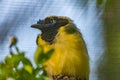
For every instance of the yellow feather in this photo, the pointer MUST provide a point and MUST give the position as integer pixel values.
(70, 56)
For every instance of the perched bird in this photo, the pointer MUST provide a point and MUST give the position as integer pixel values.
(70, 60)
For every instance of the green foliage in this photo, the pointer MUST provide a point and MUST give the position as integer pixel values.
(17, 67)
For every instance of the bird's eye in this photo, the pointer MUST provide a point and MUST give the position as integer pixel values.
(49, 20)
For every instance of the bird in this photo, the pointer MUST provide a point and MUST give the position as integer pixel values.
(70, 59)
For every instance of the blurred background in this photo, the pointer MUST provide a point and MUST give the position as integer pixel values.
(98, 21)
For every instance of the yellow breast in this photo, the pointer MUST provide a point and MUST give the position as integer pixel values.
(70, 56)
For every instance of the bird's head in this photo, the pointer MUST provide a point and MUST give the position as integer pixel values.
(50, 26)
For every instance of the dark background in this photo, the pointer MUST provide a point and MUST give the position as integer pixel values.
(98, 21)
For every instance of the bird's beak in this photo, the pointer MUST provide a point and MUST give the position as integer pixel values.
(38, 26)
____________
### Request
Reproduce all of the records above word for word, leaving out the pictures.

### Reply to the exercise
For every instance of the yellow feather in this photo, the pointer MUST provide a point and MUST give the position as integer pixel values.
(70, 56)
For every instance of the perched bird in this photo, the pointer MUST provide a point and MUST give the position as integer pixel values.
(70, 60)
For every instance of the green foliage in this photo, the pointer MUST provide a point and MUST give the position as integer pixel values.
(17, 67)
For every instance of the bird's eye in this photo, the pointer MUST provide a point and MUST give the position as integer pixel values.
(49, 20)
For every instance of the bird in this photo, the pointer MUST provide a point and MUST give the position as integer pixel values.
(70, 59)
For every instance of the blurred background in this photo, the pointer MUST provide a point and MUST give the position as integer pixel values.
(98, 21)
For every instance of the yellow breast in this photo, the pointer MUST provide a point and MUST give the position as integer pixel values.
(70, 56)
For every instance of the bird's head in this photo, the pointer MUST provide a point and MUST give the position as integer pixel values.
(50, 26)
For every instance of the dark background in this photo, the pointer MUST provide a point and MUST give the position as integer pixel values.
(98, 21)
For every instance of the bird's beak in this photo, the pointer MUST provide a point and MUST give the position as integer pixel values.
(38, 26)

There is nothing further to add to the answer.